(Image-backed grounding data)
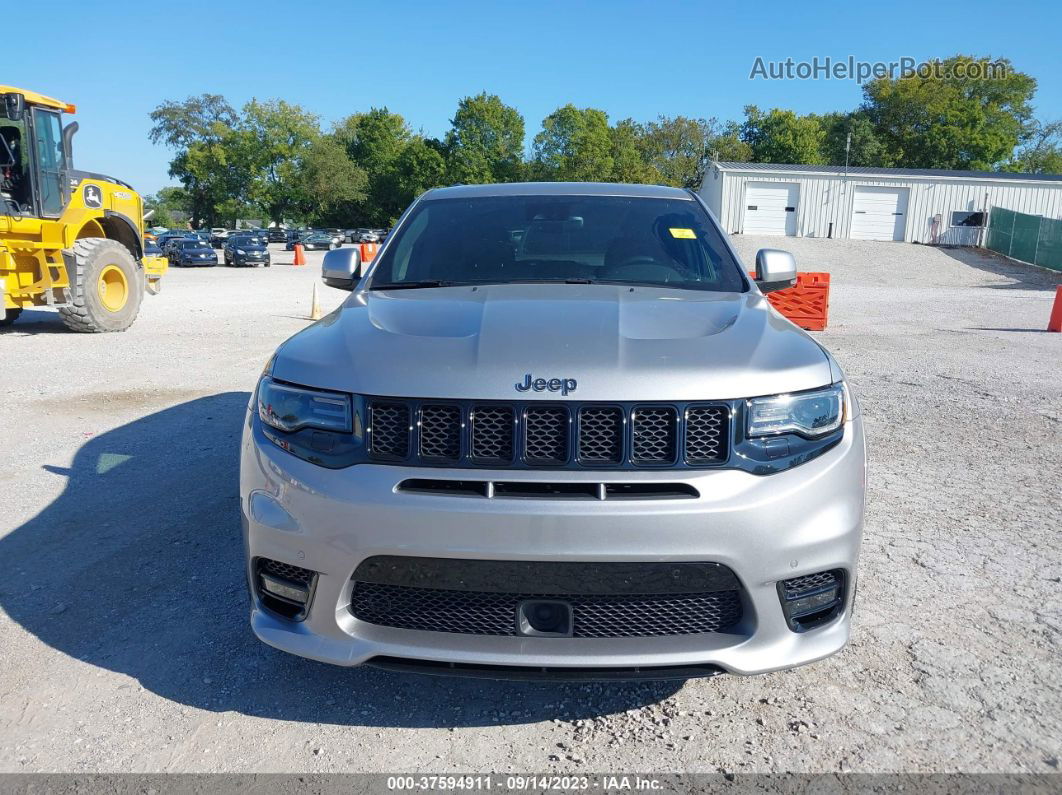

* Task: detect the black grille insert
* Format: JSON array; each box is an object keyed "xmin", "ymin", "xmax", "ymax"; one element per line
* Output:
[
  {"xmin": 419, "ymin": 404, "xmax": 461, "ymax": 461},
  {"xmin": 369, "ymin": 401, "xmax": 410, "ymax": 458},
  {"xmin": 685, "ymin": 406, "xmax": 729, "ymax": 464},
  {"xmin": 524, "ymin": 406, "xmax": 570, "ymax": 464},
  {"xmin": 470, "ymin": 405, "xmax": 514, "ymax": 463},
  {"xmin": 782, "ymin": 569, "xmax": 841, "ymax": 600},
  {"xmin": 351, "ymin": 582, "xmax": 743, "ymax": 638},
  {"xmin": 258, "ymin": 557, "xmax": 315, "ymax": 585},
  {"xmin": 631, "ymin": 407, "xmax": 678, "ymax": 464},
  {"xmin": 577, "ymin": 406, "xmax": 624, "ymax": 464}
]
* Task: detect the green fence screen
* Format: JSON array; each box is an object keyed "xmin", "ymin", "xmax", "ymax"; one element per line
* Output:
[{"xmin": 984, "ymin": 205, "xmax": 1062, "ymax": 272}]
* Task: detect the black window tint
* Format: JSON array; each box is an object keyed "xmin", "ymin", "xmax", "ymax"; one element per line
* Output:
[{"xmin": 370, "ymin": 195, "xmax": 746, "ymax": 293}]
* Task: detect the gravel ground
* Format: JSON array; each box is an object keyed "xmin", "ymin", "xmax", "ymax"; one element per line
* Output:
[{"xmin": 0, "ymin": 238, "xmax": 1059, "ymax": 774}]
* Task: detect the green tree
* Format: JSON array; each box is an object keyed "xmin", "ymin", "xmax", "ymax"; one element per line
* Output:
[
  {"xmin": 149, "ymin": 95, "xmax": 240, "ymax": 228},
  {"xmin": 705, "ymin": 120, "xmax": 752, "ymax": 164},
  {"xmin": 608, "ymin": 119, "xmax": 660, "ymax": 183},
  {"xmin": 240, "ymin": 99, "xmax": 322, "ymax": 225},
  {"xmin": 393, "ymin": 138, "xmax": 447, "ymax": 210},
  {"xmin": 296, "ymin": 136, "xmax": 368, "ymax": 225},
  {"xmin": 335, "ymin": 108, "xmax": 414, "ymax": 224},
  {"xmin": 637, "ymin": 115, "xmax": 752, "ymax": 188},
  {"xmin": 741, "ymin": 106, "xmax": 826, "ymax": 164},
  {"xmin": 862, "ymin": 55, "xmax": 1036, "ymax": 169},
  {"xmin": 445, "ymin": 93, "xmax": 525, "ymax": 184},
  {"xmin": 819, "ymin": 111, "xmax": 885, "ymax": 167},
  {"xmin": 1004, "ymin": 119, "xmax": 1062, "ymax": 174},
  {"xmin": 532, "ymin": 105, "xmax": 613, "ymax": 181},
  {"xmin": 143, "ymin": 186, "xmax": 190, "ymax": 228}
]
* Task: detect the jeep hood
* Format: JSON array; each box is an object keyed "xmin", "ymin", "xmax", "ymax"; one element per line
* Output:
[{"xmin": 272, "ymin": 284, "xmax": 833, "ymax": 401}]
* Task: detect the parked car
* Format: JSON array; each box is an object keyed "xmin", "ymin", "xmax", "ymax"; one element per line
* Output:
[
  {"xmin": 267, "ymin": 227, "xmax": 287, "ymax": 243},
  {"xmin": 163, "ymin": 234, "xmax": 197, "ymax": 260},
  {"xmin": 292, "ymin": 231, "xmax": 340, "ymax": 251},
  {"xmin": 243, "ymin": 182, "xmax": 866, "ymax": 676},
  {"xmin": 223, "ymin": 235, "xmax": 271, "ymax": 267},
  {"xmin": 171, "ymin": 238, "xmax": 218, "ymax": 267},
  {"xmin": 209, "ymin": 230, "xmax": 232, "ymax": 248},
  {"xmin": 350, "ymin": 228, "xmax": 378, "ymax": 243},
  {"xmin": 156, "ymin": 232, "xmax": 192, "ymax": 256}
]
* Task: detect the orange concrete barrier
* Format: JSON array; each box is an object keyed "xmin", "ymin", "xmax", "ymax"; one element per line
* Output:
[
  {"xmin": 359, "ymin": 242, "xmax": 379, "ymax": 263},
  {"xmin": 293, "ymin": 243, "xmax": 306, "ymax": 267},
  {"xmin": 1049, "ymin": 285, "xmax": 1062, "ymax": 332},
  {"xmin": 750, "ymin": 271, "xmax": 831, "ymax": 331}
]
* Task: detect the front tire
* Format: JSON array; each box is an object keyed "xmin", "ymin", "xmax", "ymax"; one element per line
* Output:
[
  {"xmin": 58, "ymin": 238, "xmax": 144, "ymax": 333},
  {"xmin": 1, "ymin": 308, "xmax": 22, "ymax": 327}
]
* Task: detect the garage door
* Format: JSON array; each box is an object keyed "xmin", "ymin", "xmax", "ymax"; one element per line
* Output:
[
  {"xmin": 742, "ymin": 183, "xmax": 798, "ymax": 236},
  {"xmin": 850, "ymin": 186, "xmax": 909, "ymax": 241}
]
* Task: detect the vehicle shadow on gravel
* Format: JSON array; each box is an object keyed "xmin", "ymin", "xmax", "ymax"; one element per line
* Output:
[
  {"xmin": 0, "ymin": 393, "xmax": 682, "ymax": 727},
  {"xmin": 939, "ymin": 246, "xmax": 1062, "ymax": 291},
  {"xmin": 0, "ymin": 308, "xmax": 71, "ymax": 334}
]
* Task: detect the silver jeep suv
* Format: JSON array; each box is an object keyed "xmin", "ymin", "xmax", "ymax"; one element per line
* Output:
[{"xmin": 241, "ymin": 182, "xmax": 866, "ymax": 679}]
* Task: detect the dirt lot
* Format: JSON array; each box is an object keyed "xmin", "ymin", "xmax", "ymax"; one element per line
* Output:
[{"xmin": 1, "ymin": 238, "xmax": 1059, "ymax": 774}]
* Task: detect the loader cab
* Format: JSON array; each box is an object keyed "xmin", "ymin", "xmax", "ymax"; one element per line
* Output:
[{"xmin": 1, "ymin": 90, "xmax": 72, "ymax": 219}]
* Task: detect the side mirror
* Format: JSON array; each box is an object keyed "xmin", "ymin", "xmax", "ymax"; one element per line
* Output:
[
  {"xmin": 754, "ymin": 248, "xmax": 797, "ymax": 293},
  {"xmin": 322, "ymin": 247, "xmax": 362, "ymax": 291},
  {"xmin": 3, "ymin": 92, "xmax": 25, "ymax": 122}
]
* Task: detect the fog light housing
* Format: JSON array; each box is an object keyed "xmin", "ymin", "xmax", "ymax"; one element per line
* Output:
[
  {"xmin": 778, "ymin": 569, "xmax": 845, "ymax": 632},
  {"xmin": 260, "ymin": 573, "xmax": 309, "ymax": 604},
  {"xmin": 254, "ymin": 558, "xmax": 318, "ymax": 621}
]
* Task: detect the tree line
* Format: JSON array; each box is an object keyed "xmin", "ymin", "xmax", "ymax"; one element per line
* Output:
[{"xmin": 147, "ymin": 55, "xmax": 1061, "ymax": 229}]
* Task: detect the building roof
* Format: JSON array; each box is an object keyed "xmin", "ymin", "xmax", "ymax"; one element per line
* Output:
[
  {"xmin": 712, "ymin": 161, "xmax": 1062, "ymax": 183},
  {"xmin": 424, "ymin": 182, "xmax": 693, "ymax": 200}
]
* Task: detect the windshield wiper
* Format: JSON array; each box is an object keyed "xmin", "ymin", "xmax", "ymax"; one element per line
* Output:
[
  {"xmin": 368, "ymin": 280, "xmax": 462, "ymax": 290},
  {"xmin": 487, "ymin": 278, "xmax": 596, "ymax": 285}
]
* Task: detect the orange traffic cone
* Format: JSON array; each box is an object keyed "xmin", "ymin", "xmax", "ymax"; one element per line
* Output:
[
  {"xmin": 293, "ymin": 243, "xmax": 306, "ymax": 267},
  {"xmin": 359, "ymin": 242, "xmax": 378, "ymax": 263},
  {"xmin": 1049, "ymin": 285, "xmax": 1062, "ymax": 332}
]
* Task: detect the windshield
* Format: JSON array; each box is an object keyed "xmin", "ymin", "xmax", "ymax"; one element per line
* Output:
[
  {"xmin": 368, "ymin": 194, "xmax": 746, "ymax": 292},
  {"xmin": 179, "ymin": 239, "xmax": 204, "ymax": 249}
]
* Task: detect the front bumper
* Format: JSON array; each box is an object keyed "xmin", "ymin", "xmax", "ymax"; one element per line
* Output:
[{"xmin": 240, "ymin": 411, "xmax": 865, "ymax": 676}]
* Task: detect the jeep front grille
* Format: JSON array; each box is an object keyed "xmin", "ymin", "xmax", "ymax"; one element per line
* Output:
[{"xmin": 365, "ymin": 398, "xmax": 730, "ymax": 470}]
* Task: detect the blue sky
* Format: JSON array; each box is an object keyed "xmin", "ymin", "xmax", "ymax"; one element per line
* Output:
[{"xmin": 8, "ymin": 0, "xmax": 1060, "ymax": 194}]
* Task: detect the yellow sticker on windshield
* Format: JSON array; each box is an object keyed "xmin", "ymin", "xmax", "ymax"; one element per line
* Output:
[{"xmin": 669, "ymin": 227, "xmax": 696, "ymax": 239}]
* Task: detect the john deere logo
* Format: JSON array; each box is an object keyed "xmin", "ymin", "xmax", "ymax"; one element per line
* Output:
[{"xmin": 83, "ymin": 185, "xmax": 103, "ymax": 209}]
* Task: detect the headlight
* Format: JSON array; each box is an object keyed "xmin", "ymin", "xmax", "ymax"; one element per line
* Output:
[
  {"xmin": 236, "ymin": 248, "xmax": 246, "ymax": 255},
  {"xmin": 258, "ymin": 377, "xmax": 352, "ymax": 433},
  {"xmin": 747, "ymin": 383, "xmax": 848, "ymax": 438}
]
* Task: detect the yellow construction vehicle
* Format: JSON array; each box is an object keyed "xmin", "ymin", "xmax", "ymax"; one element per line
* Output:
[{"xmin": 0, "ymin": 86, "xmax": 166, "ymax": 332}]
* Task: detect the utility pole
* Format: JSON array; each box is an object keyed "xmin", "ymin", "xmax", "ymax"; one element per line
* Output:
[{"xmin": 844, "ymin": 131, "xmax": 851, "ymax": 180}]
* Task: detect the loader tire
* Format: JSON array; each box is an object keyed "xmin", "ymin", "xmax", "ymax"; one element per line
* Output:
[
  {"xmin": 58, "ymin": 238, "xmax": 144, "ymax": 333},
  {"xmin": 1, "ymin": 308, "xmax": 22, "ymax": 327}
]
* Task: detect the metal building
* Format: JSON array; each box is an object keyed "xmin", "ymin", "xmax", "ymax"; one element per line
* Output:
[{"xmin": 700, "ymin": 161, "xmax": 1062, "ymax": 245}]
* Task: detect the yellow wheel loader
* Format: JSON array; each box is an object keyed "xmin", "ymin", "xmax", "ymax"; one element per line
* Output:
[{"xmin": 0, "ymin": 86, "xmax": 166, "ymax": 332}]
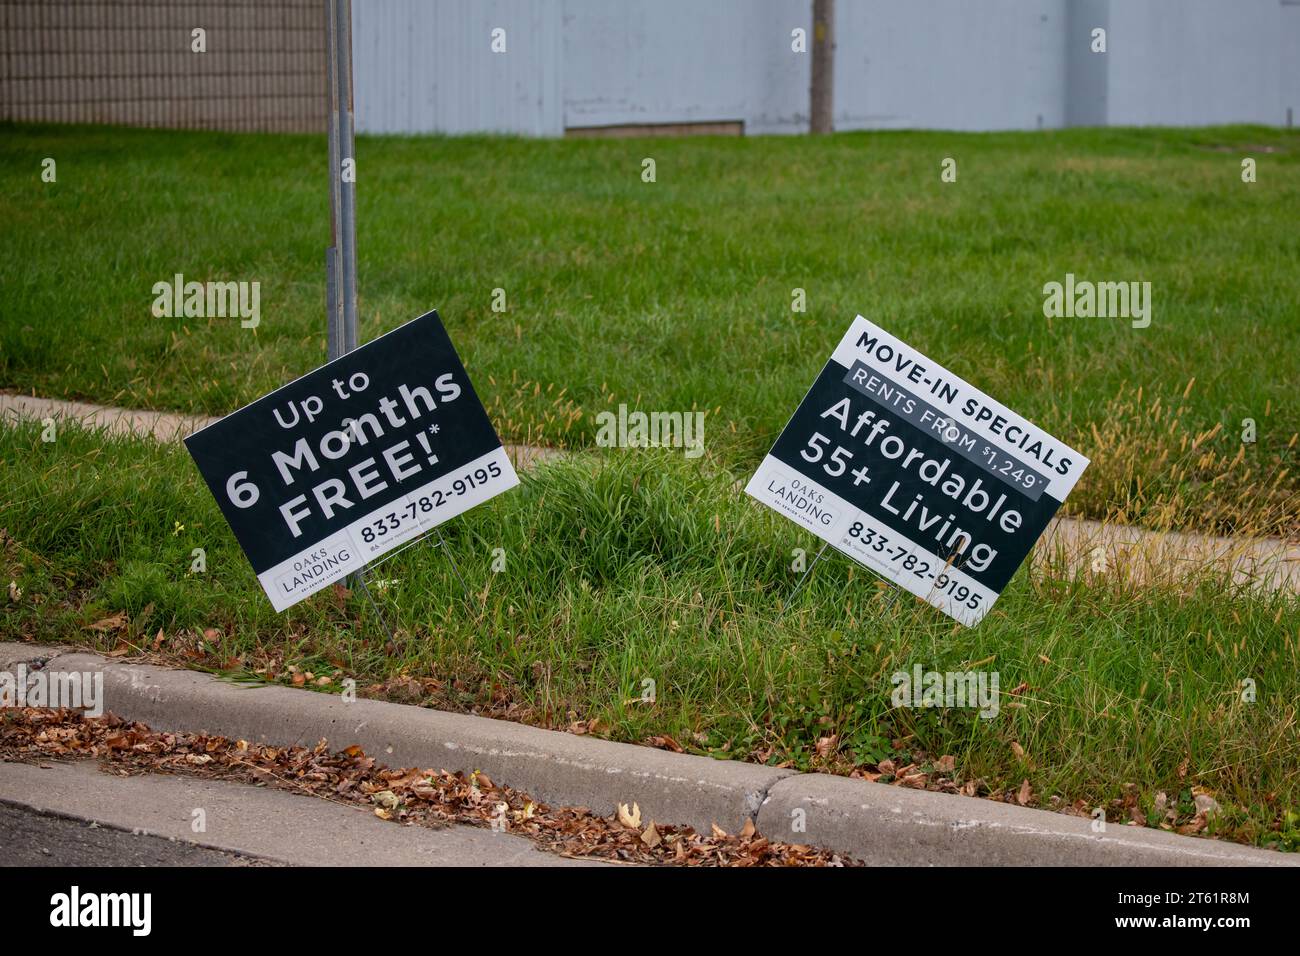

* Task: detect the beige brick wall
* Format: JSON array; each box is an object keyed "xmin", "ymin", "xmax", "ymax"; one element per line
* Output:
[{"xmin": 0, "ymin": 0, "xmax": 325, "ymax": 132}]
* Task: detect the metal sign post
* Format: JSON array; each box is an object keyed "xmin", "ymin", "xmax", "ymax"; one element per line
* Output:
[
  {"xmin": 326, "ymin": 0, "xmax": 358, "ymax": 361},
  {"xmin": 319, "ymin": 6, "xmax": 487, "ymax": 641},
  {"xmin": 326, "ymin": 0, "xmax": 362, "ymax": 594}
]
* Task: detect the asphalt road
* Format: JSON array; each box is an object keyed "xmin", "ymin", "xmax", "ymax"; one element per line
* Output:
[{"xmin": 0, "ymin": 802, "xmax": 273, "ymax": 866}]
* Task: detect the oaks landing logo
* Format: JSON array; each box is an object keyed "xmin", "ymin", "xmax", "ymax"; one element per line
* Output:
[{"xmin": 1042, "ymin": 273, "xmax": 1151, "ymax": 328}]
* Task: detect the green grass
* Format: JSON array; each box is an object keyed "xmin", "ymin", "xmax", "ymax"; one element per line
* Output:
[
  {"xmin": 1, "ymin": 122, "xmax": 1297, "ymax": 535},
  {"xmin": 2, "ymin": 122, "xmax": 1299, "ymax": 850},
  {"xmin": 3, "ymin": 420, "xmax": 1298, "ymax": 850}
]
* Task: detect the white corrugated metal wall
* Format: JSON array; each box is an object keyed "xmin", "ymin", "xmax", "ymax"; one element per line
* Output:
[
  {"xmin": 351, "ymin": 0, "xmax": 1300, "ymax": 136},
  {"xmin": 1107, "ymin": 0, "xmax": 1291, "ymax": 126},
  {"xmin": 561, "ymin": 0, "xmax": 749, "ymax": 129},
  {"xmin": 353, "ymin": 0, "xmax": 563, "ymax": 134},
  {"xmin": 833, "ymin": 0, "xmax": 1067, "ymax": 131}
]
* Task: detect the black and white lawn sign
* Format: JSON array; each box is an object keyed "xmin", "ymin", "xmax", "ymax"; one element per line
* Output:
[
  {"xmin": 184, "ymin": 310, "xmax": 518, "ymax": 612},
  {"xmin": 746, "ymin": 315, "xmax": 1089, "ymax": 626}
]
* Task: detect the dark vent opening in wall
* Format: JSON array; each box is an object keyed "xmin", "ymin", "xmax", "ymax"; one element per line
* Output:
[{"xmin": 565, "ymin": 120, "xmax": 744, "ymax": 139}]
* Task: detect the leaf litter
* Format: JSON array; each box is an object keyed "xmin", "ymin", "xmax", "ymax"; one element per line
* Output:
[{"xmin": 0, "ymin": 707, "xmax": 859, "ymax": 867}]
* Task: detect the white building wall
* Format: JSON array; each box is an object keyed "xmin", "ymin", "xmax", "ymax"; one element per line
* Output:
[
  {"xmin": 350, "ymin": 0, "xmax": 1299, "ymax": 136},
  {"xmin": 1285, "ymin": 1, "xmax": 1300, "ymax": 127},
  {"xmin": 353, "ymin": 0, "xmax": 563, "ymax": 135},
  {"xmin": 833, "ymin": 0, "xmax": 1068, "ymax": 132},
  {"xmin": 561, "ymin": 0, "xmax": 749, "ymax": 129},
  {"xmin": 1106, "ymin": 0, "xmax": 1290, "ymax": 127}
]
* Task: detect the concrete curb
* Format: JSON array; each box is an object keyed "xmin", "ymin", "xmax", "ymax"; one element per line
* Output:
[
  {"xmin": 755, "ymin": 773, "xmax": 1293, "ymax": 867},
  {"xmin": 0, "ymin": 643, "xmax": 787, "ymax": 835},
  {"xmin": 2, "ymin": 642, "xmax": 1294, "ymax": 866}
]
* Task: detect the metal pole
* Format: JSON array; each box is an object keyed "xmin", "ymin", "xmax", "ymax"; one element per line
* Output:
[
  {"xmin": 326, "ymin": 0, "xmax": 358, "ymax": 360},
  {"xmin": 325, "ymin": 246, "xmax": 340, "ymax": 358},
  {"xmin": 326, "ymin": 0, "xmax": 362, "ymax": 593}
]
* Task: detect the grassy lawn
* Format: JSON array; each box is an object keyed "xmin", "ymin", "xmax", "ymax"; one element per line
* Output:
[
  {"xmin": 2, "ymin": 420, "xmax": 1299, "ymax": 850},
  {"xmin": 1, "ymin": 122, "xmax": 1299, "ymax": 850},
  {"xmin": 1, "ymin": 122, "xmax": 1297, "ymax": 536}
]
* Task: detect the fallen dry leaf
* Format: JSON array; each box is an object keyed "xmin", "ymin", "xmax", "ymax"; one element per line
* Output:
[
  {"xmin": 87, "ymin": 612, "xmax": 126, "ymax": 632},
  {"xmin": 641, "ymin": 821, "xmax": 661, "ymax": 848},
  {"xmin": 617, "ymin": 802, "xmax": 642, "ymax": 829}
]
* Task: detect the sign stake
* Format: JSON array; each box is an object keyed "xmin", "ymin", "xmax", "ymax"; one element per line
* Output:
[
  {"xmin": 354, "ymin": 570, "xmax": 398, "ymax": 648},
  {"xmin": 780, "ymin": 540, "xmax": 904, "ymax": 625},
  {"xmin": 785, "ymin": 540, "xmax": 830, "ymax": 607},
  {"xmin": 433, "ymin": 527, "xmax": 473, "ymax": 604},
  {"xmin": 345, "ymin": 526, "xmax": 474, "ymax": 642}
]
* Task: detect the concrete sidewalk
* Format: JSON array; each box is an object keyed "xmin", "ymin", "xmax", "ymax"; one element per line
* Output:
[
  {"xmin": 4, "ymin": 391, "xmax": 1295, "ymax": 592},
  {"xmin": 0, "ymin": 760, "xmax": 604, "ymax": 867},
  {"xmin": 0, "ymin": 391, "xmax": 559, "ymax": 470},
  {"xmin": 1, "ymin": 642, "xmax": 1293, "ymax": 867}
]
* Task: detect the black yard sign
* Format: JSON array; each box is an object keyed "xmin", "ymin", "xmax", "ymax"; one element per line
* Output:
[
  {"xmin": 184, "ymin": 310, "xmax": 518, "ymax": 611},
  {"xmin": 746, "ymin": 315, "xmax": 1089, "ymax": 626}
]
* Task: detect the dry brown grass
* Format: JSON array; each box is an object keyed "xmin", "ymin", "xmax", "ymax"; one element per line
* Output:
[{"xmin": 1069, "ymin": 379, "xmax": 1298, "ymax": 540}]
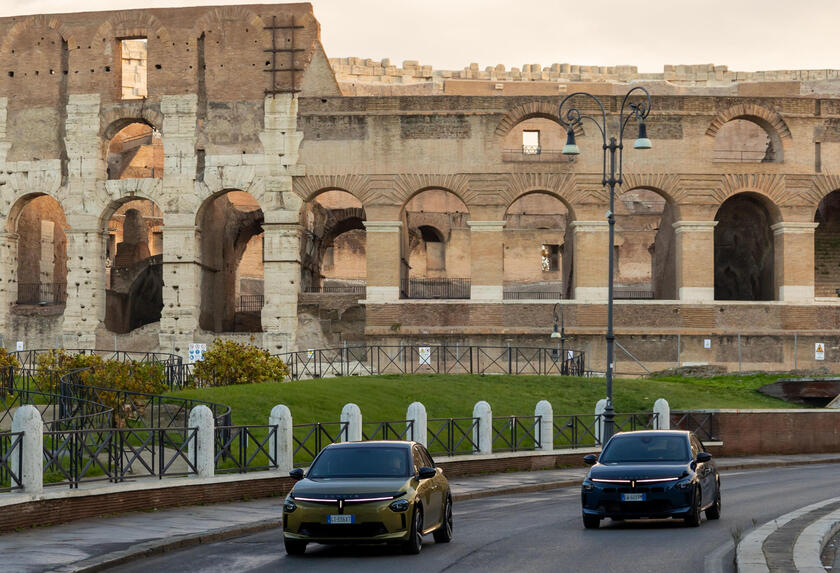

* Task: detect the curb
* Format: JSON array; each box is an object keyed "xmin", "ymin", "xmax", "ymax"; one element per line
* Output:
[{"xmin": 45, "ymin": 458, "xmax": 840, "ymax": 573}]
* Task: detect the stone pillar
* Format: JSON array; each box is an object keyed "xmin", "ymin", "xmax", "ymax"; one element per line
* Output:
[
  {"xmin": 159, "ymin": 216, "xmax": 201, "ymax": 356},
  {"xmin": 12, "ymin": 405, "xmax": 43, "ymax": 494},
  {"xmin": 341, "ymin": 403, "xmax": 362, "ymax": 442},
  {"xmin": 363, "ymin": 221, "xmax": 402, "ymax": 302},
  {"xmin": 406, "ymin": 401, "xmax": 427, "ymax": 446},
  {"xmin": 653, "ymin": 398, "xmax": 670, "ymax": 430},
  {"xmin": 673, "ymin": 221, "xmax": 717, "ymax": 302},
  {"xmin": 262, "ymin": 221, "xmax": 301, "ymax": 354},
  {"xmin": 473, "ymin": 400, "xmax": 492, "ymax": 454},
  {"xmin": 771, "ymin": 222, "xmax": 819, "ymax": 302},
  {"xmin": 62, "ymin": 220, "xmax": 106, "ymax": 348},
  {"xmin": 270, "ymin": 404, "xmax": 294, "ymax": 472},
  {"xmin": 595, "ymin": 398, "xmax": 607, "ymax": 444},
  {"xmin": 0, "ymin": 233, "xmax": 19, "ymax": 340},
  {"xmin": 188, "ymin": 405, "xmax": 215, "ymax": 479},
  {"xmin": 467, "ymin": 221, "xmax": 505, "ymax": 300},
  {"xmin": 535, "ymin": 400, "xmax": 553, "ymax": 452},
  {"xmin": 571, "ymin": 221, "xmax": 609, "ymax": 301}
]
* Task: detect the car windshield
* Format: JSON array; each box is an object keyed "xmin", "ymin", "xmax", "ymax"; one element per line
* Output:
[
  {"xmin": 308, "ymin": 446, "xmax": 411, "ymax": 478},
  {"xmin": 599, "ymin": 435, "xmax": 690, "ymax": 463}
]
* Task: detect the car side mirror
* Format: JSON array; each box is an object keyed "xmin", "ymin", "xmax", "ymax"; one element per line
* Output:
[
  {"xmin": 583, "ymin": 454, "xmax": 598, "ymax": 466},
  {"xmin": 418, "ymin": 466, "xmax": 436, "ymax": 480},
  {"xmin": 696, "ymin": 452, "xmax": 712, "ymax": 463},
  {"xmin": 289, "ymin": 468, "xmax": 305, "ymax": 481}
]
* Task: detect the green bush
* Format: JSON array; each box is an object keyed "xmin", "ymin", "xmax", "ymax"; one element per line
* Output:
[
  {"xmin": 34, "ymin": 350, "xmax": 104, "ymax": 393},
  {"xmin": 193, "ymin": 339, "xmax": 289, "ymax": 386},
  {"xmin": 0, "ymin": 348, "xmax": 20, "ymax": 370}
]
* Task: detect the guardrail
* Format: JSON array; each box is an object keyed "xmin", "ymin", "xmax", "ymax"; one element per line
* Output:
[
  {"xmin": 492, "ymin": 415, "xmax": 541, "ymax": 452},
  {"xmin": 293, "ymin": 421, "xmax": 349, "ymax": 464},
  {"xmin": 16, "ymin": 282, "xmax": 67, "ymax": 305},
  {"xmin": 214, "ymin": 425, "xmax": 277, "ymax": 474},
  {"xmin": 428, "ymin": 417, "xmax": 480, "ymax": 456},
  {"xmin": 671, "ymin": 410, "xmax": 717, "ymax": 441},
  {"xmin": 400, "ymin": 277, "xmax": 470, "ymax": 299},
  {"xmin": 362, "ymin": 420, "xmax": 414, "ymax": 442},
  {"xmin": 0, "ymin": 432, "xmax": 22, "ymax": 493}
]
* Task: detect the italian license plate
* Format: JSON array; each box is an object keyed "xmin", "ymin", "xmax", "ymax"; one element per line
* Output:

Task directions ▸ Filter the records for lines containing the word "vehicle" and copy each one.

Answer section ▸
* Task: detect the vehicle shadow on gravel
* Task: detect the yellow construction vehicle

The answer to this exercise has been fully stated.